Input data:

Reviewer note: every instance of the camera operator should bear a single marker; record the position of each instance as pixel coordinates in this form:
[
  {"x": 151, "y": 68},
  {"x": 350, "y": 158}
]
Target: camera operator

What you have to do:
Across the whole listing above, find every line with the string "camera" and copy it.

Reply:
Reviewer note: every instance of the camera operator should bear a single marker; record the position of each instance as pixel coordinates in this form:
Target: camera operator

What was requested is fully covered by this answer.